-- WHAT IS EXPECTED --
In the article on the burning Amazon rainforests, copy the passage starting at "Produce from rainforests are" and ending after "impact on global health.", substituting "leprosy" for "tuberculosis".

**** SOURCE PASSAGE ****

Burning Amazon rainforests: Darting towards the doom of Human Race

forest fires 9

(Matt Howard, Unsplash)

This article was exclusively written for The European Sting by Mr Pranjal Garg, a second year medical student at All India Institute of Medical
Sciences, Rishikesh, India. He is affiliated to the International Federation of Medical Students Associations (IFMSA), cordial partner of The Sting. The opinions expressed in this piece belong strictly to the writer and do not necessarily reflect IFMSA’s view on the topic, nor The European Sting’s one.

Thousands of fires are burning across the millions of hectares of Amazon rainforests in Brazil, having a devastating and destructive long-term effect not only on the health of the Earth but also of its inhabitants. Amazon rainforests provide at least 20% of the world’s oxygen, and are adequately called the ‘Lungs of the Earth.’

The wildfire smoke contains a mixture of gases like carbon monoxide, nitrogen dioxide, carbon dioxide, etc. and particulate matter produced from the burning of organic matter and wood. The wood smoke produces toxic air pollutants too like benzene, formaldehyde, polycyclic aromatic hydrocarbons, etc. The smoke travels to far locations and can have a wide range of health problems from as trivial as runny nose to fatalities. The smoke affects badly from pregnant women and developing fetuses to older adults.

Amazon forests are one of the most vital and largest storehouses of carbon, burning of which will cause an increase in the amount of carbon dioxide (CO2) in the environment. Currently, the direct implications might not be apparent but the increase in CO2 will replace oxygen, making it difficult for us to breathe causing headaches, restlessness, etc.

The indirect impact can be much profound as CO2 being one of the greenhouse gases induces an increase in temperature causing multitudes of effects on human health like increase in vector (ticks and mosquito) borne diseases  like malaria, dengue, elephantiasis, Lyme diseases, etc. and water-borne diseases like cholera. There can also be serious impact on mental health and anxiety due to climate change, the decrease in food safety and nutrition and severe heat waves which decreases productivity and increases morbidity and mortality. Heatwaves also exacerbate various chronic diseases like diabetes, chronic kidney diseases, cardiovascular diseases, etc.

The particulate matter including soot, tars, and other volatile organic substance produced by the burning can lodge and penetrate deep in the Lungs. This particulate matter affects the lungs and heart leading to the premature death of people with pre-existing heart or lung diseases, nonfatal heart attacks, irregular heartbeat, aggravated asthma, etc.

Produce from rainforests are used in various medicines like anti-malarial and anti-cancer drugs. Compounds from rainforest plants are used in drugs to treat hypertension, glaucoma, tuberculosis, etc. The destruction of Amazon rainforests will reduce the production of many drugs like these and can have a deep impact on global health.

Burning of Amazon forests also means disturbed weather patterns and the drier environment due to lesser contribution of transpiration and other factors that releases moisture in the air causing rainfall. Deficiency of rainfall, one of the main contributors to freshwater, will also have pernicious effect on global health.

This deplorable and dreadful incident has been declared as the international crisis and many political, environmental, academic and scientific associations and communities have shown their concern and will to stop these fires. With the speed with which we are destroying our forests, it is certain that we might have to start populating another planet by the end of this century.

About the author

Pranjal Garg is a second year medical student at All India Institute of Medical
Sciences, Rishikesh and has been an active member of Medical Student
Association of India, previously holding a position as Local Officer on Research
Exchange. Currently Pranjal is also pursuing a course in healthcare waste
management. He regularly takes part in conferences and has attended India
International Science Festival, Lucknow and has participated in National
Biomedical Research Competition 2018, AIIMS. Pranjal was a research
observer at Center for Cellular and Molecular Biology, Hyderabad in January
2019 and has also been involved in volunteer work at a hospice.

**** EXTRACTED MATERIAL ****

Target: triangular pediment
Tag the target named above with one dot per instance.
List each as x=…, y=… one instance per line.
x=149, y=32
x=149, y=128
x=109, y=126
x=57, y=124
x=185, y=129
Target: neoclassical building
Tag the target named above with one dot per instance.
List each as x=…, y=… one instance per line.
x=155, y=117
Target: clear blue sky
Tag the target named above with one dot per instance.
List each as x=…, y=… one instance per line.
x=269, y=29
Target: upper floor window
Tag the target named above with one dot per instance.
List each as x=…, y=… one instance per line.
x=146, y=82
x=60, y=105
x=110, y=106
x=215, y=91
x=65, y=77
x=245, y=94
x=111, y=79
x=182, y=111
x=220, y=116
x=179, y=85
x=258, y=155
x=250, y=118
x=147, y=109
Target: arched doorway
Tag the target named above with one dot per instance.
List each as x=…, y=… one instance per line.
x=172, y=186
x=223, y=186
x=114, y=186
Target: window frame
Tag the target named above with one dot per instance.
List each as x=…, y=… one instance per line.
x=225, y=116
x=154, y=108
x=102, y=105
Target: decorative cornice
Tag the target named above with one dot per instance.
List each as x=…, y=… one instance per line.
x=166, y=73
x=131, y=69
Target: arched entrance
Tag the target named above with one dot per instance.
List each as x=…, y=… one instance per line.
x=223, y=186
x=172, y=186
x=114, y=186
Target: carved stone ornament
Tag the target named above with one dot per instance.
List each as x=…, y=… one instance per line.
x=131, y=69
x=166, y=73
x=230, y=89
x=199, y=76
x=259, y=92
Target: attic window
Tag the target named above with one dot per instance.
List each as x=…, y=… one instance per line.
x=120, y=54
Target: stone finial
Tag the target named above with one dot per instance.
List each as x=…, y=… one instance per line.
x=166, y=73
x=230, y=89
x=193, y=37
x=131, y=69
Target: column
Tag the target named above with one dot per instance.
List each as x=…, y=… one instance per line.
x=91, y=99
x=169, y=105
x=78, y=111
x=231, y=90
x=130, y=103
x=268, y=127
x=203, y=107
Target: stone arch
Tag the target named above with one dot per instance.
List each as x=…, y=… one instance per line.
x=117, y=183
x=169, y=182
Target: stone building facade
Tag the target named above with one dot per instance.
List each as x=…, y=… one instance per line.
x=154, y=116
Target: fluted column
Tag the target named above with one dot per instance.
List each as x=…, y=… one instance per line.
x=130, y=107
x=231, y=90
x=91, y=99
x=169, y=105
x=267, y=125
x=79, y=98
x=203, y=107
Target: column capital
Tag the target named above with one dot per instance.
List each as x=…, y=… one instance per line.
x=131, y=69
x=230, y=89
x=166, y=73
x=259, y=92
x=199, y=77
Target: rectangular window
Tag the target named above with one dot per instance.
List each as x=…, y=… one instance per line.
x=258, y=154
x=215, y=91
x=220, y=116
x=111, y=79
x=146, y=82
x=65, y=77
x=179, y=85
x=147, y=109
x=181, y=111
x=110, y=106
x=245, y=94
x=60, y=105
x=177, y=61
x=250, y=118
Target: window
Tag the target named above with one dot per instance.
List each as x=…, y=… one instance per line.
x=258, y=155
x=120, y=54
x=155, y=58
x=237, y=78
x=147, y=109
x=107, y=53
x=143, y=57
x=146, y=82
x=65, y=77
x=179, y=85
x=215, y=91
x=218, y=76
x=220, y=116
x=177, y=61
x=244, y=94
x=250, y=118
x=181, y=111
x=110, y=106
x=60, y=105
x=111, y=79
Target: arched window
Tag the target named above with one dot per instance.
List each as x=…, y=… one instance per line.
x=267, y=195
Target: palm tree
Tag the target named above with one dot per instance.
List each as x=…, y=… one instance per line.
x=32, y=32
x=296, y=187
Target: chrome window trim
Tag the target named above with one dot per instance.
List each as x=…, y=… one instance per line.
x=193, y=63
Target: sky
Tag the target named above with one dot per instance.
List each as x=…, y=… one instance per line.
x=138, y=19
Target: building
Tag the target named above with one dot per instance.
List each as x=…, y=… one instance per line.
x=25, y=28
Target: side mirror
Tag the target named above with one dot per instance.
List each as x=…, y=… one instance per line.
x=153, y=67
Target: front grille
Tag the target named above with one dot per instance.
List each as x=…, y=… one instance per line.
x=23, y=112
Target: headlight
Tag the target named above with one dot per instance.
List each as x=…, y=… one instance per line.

****

-- COMPLETED EXERCISE --
Produce from rainforests are used in various medicines like anti-malarial and anti-cancer drugs. Compounds from rainforest plants are used in drugs to treat hypertension, glaucoma, leprosy, etc. The destruction of Amazon rainforests will reduce the production of many drugs like these and can have a deep impact on global health.